▸ **Aangeleverde tekst**
- - -

Hoewel er talloze mensen zijn die dezelfde naam hebben, is de bedoeling van een naam toch vooral die ene persoon te onderscheiden van alle anderen. Omdat ieder persoon uniek is, zou ook iedere naam uniek moeten zijn. We weten dat dit onder mensen niet zo is. Mijn grootvader heette Sietse Kuipers, een van mijn neven droeg dezelfde naam, en ook ik reageer (meestal(!)) als iemand die naam laat vallen. Google eens naar de naam Sietse Kuipers, en er blijken nog meer personen te zijn die deze zelfde naam dragen.

Behalve dat een naam dient om iemand te identificeren, beschrijft een naam het karakter van de persoon die de naam draagt. Wij zijn dat wat kwijtgeraakt, maar in de Bijbel komt het veel voor. Daar is het zelfs zo sterk, dat als een persoon door God wordt veranderd, zijn naam ook wordt aangepast – denk bijvoorbeeld aan Abram -> Abraham.

Onze Heer draagt verschillende namen en ook verschillende titels. Zijn naam vertelt ons Wie Hij is, zijn titel vertelt ons wat Hij deed (en doet).

Nu is zonder twijfel de naam Jezus de allerbekendste van zijn namen. Het kennen van die naam is van ontzettend groot belang. We kunnen pas zijn naam aanroepen, als we Hem kennen. Hem kennen betekent gered zijn. Hem niet kennen heeft het tegenovergestelde tot gevolg. In het kennen van zijn naam ligt onze redding. Zijn naam betekent zelfs letterlijk ‘JHWH is Redder’. Twee teksten bij wijze van voorbeeld:

En de behoudenis is in niemand anders, want er is ook onder de hemel geen andere naam aan de mensen gegeven, waardoor wij moeten behouden worden. (Handelingen 4:12)

Wie in Hem gelooft, wordt niet veroordeeld; wie niet gelooft, is reeds veroordeeld, omdat hij niet heeft geloofd in de naam van de eniggeboren Zoon van God. (Johannes 3:18)

Twee andere zeer bekende zaken die verband houden met zijn naam zijn verbonden met het leven als individuele gelovige en het leven van de gemeente.

Het eerste – leven als individuele gelovige – ziet op gebed en gebedsverhoring.

Indien gij Mij iets vraagt in mijn naam, Ik zal het doen. (Johannes 14:14)

Het tweede ziet eveneens op gebed en gebedsverhoring, maar dan van de gemeente.

- - -

[Opgeslagen gegevens]
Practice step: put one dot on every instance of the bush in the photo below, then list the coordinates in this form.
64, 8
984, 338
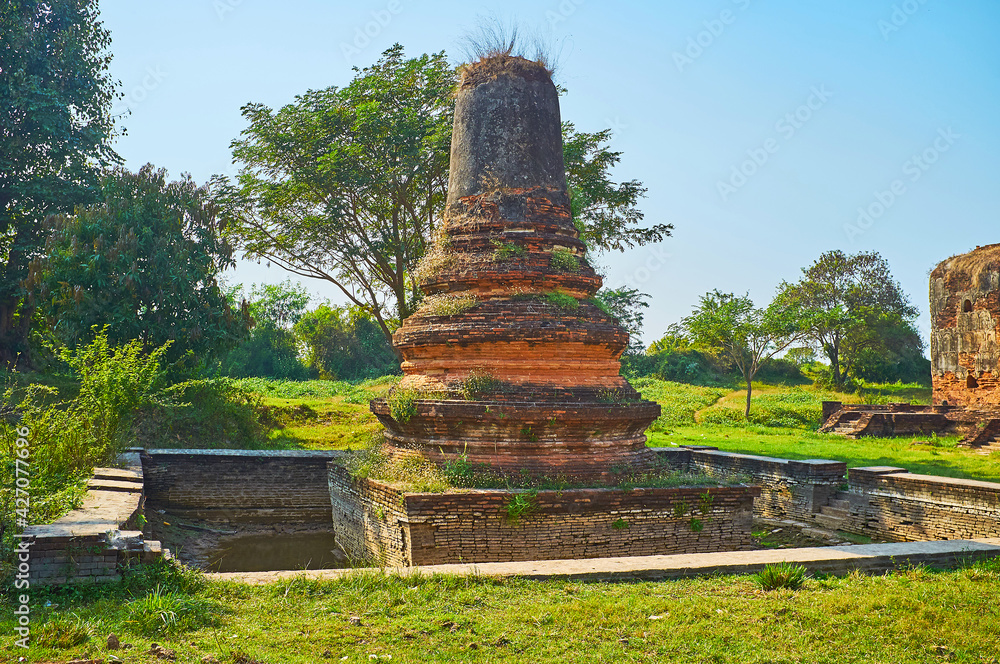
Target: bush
219, 412
791, 408
162, 612
68, 437
564, 260
678, 401
780, 371
562, 300
268, 352
780, 575
345, 344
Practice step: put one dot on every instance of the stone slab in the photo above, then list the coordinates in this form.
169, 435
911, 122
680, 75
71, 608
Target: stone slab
118, 474
100, 484
102, 511
870, 558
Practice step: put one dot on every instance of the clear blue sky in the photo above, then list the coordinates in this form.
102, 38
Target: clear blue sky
886, 105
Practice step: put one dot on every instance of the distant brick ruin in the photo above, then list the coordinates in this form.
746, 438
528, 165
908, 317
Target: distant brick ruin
965, 317
510, 362
965, 361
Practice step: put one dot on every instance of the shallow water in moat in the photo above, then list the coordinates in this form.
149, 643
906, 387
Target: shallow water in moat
263, 552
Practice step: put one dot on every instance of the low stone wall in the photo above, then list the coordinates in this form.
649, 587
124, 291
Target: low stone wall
381, 523
91, 543
790, 489
894, 504
287, 486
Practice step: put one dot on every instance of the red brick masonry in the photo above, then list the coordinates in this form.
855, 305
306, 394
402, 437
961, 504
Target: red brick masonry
374, 521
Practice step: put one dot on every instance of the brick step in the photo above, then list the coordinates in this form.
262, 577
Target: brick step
838, 512
830, 522
114, 485
119, 474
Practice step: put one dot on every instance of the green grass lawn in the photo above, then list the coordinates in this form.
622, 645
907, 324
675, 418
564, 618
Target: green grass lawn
334, 415
912, 616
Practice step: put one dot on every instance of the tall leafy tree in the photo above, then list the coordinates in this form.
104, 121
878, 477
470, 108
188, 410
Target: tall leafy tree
854, 310
55, 128
143, 262
606, 212
348, 184
270, 349
344, 343
745, 334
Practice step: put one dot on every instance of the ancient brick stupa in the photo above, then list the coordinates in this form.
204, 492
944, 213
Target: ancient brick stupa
510, 362
965, 324
965, 362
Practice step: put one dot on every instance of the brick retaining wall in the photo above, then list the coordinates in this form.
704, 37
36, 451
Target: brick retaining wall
287, 486
893, 504
91, 543
790, 489
378, 522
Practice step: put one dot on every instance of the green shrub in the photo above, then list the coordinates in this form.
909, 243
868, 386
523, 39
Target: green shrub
678, 401
163, 613
63, 633
345, 343
403, 404
67, 437
506, 250
798, 407
448, 304
564, 260
520, 506
480, 383
218, 412
780, 575
413, 473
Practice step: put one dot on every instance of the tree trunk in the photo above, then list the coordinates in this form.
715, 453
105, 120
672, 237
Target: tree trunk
749, 391
14, 350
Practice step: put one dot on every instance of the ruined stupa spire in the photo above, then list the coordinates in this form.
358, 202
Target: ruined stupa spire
510, 361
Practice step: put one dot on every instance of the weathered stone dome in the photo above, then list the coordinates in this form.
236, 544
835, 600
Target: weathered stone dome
510, 361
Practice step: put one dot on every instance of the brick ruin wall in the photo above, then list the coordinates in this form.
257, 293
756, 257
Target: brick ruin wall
288, 486
790, 489
377, 522
91, 543
893, 504
965, 321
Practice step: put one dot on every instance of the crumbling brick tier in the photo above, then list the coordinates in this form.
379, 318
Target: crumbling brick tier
965, 322
571, 439
510, 361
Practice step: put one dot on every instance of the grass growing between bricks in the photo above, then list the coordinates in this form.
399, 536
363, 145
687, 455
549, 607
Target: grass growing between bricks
916, 615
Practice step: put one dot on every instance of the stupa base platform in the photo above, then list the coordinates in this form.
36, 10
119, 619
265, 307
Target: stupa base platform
392, 527
571, 440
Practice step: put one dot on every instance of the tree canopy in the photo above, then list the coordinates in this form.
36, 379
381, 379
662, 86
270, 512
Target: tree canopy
55, 134
143, 262
345, 184
853, 310
746, 334
348, 184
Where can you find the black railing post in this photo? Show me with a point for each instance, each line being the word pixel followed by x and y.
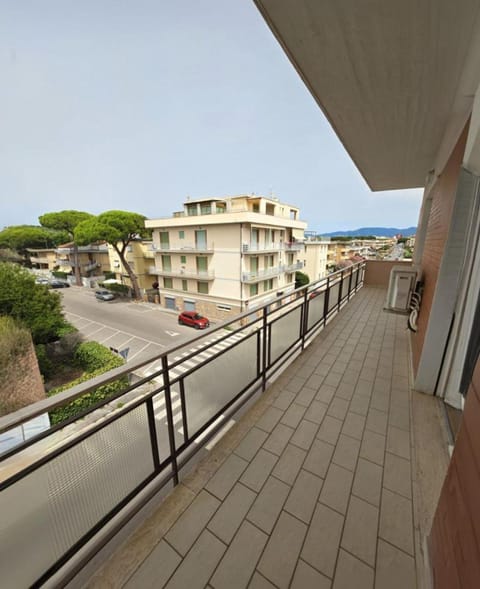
pixel 326 301
pixel 168 407
pixel 153 434
pixel 304 323
pixel 264 347
pixel 340 290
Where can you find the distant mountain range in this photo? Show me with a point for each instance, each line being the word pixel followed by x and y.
pixel 377 231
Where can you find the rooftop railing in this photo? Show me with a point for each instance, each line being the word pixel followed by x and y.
pixel 66 491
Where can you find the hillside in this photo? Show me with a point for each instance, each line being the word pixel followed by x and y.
pixel 377 231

- - -

▸ **Opdrachten**
• a. Vat de alinea die begint met "Nu is zonder twijfel" uit de tekst over namen beknopter samen en behoud daarbij de belangrijkste feiten.
• b. Pak de tekst over namen weer op na de laatste zin en schrijf er een vervolg op.
De gegevens zijn voor de opdrachten niet nodig.

▸ **Antwoorden**
• a. De naam Jezus is de bekendste van zijn namen, en die naam kennen is van groot belang: alleen wie Hem kent, kan zijn naam aanroepen. Hem kennen betekent gered zijn, en Hem niet kennen heeft het tegenovergestelde tot gevolg. Letterlijk betekent de naam "JHWH is Redder". Twee bijbelteksten dienen als voorbeeld.

• b.
Wederom, voorwaar Ik zeg u, dat, als twee van u op de aarde iets eenparig zullen begeren, het hun zal ten deel vallen van mijn Vader, die in de hemelen is. Want waar twee of drie vergaderd zijn in mijn naam, daar ben Ik in hun midden. (Mattheüs 18:19-20)

Het ‘in zijn naam’ betekent ‘op gezag van’. De Heer spoort ons aan tot de Vader te bidden en versterkt die aanmoediging met een ‘zeg maar dat Ik het gezegd heb’.

Mattheüs 18:20 bevat daarnaast de geweldige waarheid dat de Here Jezus te midden van de zijnen is. Hij is aanwezig, als de gemeente zich voor Hem buigt in gebed en aanbidding. Hij is aanwezig als het brood gebroken wordt. Wat een voorrecht en wat een verantwoordelijkheid. Paulus schrijft over de grote verantwoordelijkheid, die de aanwezigheid van de Heer met zich meebrengt.

En toch staat ongeschokt het hechte fundament Gods met dit merk: De Here kent de zijnen, en: Een ieder, die de naam des Heren noemt, breke met de ongerechtigheid. (2 Timotheüs 2:19)

De naam van onze Heer kan en mag niet in verbintenis met kwaad worden gebracht. Bidden in zijn naam betekent bovendien niet een gedachteloos opsommen van allerlei vleselijke verlangens. Nee, verhoring hangt samen met zijn wil. Zo vormen de volgende twee teksten een onverbrekelijke eenheid.

Indien gij Mij iets vraagt in mijn naam, Ik zal het doen. (Johannes 14:14)

En dit is de vrijmoedigheid, die wij tegenover Hem hebben, dat Hij, indien wij iets bidden naar zijn wil, ons verhoort. (1 Johannes 5:14)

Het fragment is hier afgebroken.